§ **TASK DETAILS**
Select and copy each line of the listing below that contains the word "headscarf". Matches must have the same case.
^^^^
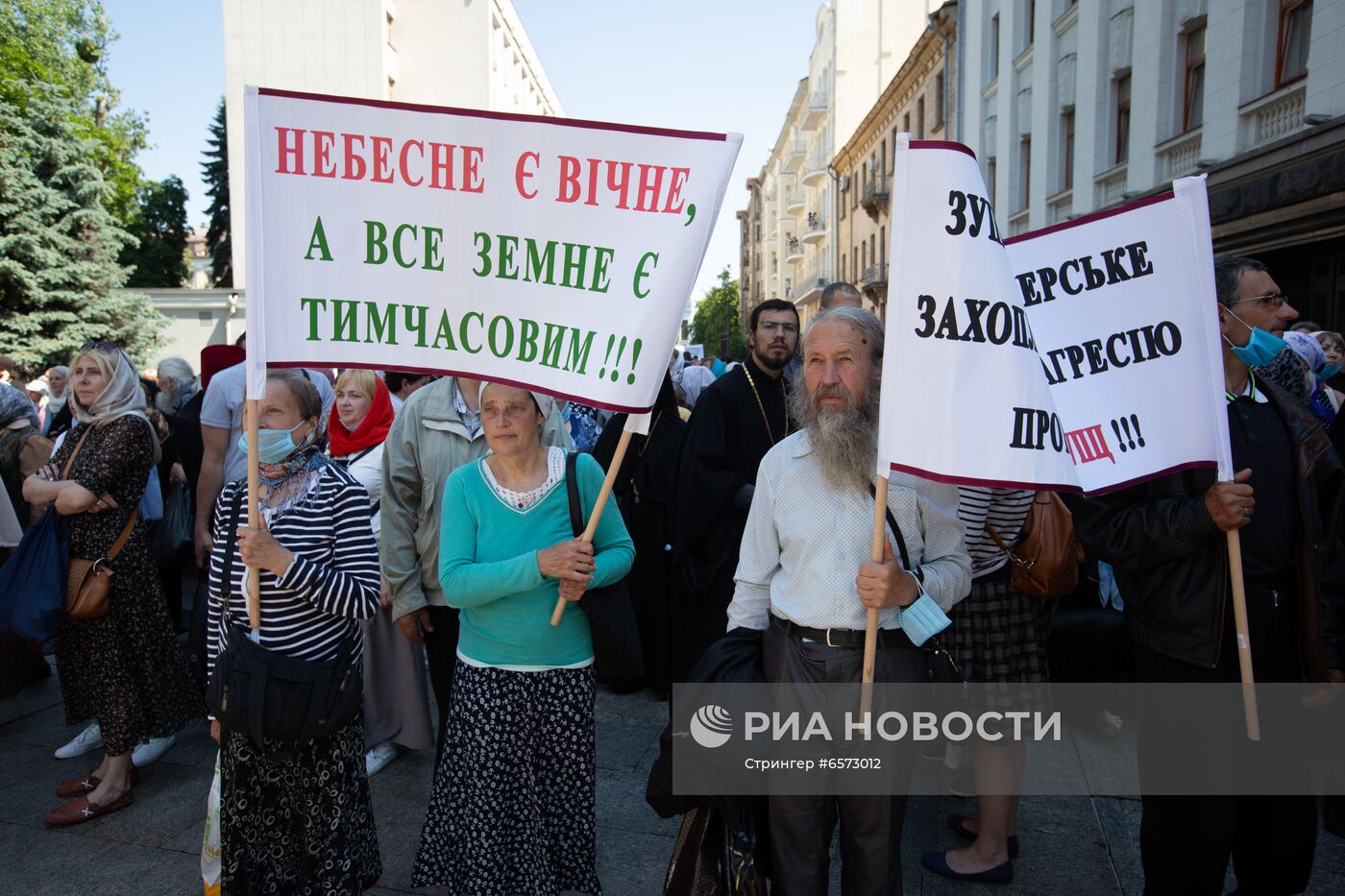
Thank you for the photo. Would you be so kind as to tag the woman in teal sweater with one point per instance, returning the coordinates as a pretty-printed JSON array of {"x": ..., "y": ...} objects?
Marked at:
[{"x": 511, "y": 811}]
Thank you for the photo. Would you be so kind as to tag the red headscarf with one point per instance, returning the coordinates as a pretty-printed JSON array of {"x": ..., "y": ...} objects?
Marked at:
[{"x": 372, "y": 430}]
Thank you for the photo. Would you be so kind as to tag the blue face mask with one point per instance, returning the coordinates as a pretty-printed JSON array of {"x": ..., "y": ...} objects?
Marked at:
[
  {"x": 1261, "y": 349},
  {"x": 923, "y": 619},
  {"x": 273, "y": 446}
]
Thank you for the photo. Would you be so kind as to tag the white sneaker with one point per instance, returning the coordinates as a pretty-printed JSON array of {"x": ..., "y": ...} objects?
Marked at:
[
  {"x": 379, "y": 758},
  {"x": 151, "y": 751},
  {"x": 86, "y": 740}
]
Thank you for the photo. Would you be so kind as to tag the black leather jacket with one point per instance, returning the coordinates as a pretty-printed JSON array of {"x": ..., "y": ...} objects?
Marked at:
[{"x": 1172, "y": 560}]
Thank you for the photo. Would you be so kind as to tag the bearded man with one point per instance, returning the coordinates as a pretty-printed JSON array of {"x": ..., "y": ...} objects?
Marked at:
[
  {"x": 735, "y": 422},
  {"x": 806, "y": 577}
]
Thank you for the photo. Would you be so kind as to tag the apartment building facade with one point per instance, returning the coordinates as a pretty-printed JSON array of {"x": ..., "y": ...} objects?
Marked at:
[
  {"x": 921, "y": 101},
  {"x": 1076, "y": 107},
  {"x": 473, "y": 54}
]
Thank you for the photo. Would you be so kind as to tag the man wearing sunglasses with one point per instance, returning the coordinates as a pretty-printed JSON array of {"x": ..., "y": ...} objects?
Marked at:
[{"x": 1169, "y": 550}]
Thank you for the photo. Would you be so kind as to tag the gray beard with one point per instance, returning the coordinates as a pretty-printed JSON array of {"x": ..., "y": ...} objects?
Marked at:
[{"x": 844, "y": 442}]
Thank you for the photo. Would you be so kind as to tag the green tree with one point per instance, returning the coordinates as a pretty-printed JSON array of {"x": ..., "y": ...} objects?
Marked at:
[
  {"x": 60, "y": 278},
  {"x": 63, "y": 43},
  {"x": 215, "y": 174},
  {"x": 160, "y": 230},
  {"x": 716, "y": 321}
]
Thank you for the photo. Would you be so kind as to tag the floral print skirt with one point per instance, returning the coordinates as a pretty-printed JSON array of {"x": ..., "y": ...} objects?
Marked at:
[
  {"x": 300, "y": 826},
  {"x": 511, "y": 811}
]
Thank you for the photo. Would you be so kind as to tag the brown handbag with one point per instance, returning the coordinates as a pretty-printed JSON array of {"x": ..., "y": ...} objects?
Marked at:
[
  {"x": 89, "y": 580},
  {"x": 1045, "y": 560}
]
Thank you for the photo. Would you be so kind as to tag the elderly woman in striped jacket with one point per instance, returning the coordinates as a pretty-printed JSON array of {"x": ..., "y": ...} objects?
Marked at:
[{"x": 302, "y": 824}]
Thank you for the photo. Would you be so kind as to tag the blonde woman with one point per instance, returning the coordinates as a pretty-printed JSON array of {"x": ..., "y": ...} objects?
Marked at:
[
  {"x": 124, "y": 668},
  {"x": 396, "y": 694}
]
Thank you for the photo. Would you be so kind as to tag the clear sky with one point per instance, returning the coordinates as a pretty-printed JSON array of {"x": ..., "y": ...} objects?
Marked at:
[{"x": 701, "y": 64}]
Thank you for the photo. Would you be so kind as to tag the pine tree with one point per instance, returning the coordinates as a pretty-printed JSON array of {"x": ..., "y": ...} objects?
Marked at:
[
  {"x": 160, "y": 229},
  {"x": 215, "y": 171},
  {"x": 716, "y": 321},
  {"x": 60, "y": 276}
]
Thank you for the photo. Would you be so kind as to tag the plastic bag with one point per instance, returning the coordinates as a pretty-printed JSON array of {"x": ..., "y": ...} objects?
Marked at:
[
  {"x": 33, "y": 581},
  {"x": 172, "y": 534},
  {"x": 210, "y": 864}
]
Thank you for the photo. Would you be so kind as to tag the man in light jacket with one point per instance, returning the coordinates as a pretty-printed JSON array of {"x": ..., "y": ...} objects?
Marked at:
[{"x": 437, "y": 430}]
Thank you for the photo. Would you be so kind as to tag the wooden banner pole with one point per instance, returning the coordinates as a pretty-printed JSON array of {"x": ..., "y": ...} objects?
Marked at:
[
  {"x": 598, "y": 510},
  {"x": 1244, "y": 643},
  {"x": 251, "y": 422},
  {"x": 870, "y": 631}
]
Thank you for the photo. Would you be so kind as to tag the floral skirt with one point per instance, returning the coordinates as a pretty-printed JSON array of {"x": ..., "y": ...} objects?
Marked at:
[
  {"x": 511, "y": 811},
  {"x": 300, "y": 826}
]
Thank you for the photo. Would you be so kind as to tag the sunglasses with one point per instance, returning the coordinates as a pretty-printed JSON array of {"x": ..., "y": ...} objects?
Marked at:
[{"x": 1277, "y": 299}]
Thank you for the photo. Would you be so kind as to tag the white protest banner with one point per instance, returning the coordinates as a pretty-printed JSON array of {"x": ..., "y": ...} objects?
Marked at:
[
  {"x": 961, "y": 370},
  {"x": 548, "y": 254},
  {"x": 1122, "y": 307}
]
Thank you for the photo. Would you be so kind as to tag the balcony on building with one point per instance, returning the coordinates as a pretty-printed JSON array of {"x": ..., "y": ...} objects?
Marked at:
[
  {"x": 816, "y": 168},
  {"x": 816, "y": 110},
  {"x": 816, "y": 228},
  {"x": 873, "y": 281},
  {"x": 1179, "y": 157},
  {"x": 876, "y": 194}
]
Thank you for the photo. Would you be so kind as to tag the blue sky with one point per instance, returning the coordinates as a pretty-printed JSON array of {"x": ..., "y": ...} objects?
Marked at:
[{"x": 699, "y": 64}]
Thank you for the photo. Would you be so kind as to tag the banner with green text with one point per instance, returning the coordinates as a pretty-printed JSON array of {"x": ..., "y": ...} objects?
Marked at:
[{"x": 550, "y": 254}]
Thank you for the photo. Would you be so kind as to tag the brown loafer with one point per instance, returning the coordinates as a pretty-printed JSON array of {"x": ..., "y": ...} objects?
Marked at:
[
  {"x": 80, "y": 811},
  {"x": 83, "y": 785}
]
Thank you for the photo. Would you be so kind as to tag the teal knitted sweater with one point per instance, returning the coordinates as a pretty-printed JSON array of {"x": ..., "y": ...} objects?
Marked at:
[{"x": 487, "y": 567}]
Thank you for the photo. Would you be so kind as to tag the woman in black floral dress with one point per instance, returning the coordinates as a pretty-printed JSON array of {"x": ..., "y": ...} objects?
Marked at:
[{"x": 123, "y": 668}]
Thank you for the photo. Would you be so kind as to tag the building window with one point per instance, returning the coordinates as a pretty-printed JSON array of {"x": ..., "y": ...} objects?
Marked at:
[
  {"x": 1122, "y": 120},
  {"x": 1066, "y": 150},
  {"x": 1025, "y": 155},
  {"x": 994, "y": 47},
  {"x": 1295, "y": 19},
  {"x": 1193, "y": 94}
]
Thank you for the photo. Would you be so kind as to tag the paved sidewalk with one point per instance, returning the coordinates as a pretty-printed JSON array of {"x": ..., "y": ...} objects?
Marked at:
[{"x": 1072, "y": 845}]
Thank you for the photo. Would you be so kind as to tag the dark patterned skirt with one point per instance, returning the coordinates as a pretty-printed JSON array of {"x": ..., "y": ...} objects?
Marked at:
[
  {"x": 303, "y": 826},
  {"x": 998, "y": 634},
  {"x": 513, "y": 804},
  {"x": 125, "y": 668}
]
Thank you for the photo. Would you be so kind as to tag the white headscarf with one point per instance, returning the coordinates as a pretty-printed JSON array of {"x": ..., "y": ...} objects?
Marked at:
[{"x": 121, "y": 397}]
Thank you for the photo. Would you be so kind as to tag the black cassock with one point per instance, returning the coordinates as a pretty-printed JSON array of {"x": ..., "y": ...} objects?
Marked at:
[
  {"x": 728, "y": 435},
  {"x": 642, "y": 490}
]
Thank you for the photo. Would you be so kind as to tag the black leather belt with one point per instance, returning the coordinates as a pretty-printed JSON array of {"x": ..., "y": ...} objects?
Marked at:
[{"x": 850, "y": 638}]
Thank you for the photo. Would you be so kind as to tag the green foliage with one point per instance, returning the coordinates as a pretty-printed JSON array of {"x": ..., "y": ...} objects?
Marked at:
[
  {"x": 215, "y": 174},
  {"x": 60, "y": 276},
  {"x": 160, "y": 230},
  {"x": 63, "y": 43},
  {"x": 717, "y": 316}
]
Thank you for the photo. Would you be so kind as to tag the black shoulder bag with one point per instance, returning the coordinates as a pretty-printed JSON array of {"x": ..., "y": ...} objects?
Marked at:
[
  {"x": 616, "y": 640},
  {"x": 939, "y": 664},
  {"x": 262, "y": 693}
]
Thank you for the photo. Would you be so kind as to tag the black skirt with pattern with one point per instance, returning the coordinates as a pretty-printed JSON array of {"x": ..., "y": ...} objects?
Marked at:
[
  {"x": 513, "y": 804},
  {"x": 303, "y": 826}
]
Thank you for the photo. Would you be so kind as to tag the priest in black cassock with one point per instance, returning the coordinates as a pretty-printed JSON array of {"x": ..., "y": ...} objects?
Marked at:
[{"x": 737, "y": 419}]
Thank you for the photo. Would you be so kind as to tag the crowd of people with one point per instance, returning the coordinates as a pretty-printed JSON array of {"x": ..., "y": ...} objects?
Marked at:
[{"x": 416, "y": 533}]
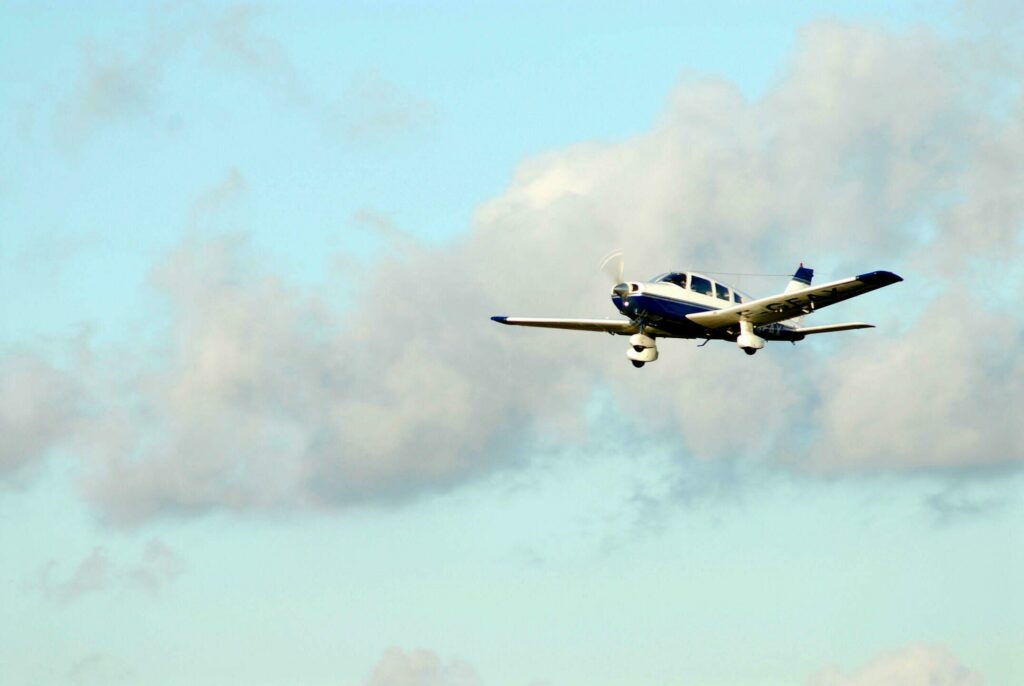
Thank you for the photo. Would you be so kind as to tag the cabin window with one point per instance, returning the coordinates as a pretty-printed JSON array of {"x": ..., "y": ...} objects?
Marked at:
[{"x": 699, "y": 285}]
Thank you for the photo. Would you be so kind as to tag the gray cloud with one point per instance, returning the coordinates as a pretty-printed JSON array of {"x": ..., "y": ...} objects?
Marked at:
[
  {"x": 271, "y": 396},
  {"x": 158, "y": 565},
  {"x": 420, "y": 668},
  {"x": 118, "y": 86},
  {"x": 100, "y": 669},
  {"x": 912, "y": 666},
  {"x": 40, "y": 405},
  {"x": 92, "y": 574},
  {"x": 374, "y": 108}
]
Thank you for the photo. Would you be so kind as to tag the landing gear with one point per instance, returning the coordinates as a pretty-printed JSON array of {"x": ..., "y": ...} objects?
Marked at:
[{"x": 642, "y": 350}]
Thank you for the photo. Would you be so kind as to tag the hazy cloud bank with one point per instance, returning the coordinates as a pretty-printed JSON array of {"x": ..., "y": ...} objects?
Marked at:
[
  {"x": 912, "y": 666},
  {"x": 876, "y": 151}
]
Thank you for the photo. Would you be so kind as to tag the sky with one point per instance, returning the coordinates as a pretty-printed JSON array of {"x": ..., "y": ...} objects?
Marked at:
[{"x": 256, "y": 426}]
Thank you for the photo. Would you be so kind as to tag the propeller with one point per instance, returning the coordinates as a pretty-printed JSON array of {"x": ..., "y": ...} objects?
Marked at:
[{"x": 612, "y": 265}]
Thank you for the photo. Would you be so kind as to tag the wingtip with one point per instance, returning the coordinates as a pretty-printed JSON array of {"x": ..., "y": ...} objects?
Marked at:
[{"x": 881, "y": 277}]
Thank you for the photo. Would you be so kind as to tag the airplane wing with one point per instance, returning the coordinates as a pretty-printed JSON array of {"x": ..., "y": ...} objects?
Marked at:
[
  {"x": 788, "y": 305},
  {"x": 829, "y": 328},
  {"x": 609, "y": 326}
]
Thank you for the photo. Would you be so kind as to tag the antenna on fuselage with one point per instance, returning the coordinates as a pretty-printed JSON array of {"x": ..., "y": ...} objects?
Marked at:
[{"x": 613, "y": 265}]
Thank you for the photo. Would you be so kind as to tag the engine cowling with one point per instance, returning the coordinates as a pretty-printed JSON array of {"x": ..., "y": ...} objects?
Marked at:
[
  {"x": 642, "y": 348},
  {"x": 748, "y": 341}
]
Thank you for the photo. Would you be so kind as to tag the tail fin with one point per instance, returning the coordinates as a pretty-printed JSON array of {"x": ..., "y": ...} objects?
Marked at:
[{"x": 801, "y": 280}]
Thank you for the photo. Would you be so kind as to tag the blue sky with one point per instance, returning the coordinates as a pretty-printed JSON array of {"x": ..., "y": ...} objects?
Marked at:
[{"x": 258, "y": 428}]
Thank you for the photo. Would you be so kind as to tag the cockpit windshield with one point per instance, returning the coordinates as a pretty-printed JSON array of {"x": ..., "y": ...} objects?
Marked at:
[{"x": 673, "y": 277}]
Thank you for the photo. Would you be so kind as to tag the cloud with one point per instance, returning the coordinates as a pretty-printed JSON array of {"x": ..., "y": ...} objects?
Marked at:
[
  {"x": 118, "y": 86},
  {"x": 420, "y": 668},
  {"x": 937, "y": 397},
  {"x": 374, "y": 108},
  {"x": 160, "y": 565},
  {"x": 912, "y": 666},
  {"x": 212, "y": 201},
  {"x": 870, "y": 153},
  {"x": 96, "y": 572},
  {"x": 39, "y": 408},
  {"x": 260, "y": 54},
  {"x": 92, "y": 574}
]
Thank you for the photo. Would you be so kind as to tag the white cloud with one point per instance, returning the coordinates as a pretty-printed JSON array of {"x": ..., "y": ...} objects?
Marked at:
[
  {"x": 266, "y": 396},
  {"x": 945, "y": 394},
  {"x": 912, "y": 666},
  {"x": 420, "y": 668}
]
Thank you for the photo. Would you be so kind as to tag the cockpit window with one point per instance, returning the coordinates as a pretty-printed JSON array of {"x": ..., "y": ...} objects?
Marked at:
[{"x": 699, "y": 285}]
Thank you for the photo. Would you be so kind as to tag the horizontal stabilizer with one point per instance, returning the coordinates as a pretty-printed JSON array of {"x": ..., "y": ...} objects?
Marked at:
[
  {"x": 829, "y": 328},
  {"x": 609, "y": 326}
]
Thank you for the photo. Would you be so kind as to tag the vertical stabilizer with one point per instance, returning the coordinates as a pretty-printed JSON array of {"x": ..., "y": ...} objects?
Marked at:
[{"x": 801, "y": 280}]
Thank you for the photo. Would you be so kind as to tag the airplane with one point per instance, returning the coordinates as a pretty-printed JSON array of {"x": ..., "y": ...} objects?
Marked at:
[{"x": 687, "y": 304}]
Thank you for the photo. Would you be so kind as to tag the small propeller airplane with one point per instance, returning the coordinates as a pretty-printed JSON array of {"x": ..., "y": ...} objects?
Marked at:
[{"x": 685, "y": 304}]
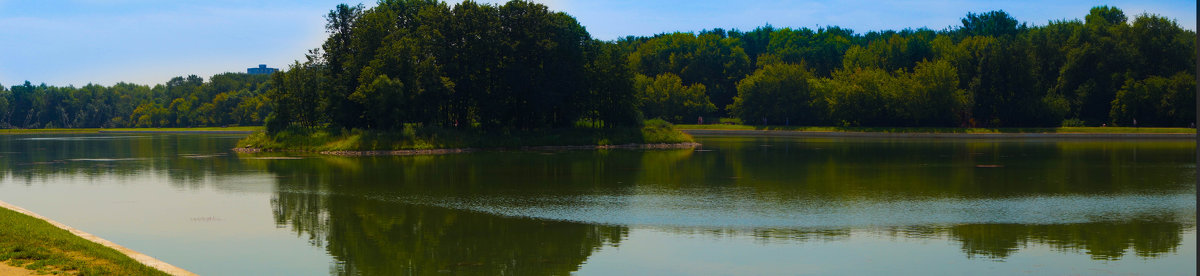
^^^^
§ **EXERCISE ANSWER**
Thank you for the photo. Would you be so kind as to tag the red headscarf with one point per instance, returning the coordinates as a pretty-printed JSON array of {"x": ..., "y": ...} objects?
Thank you for the photo. Would you be so kind as to tag the white headscarf with one point per instance, returning the coordinates as a pretty-printed JSON array of {"x": ..., "y": ...} objects?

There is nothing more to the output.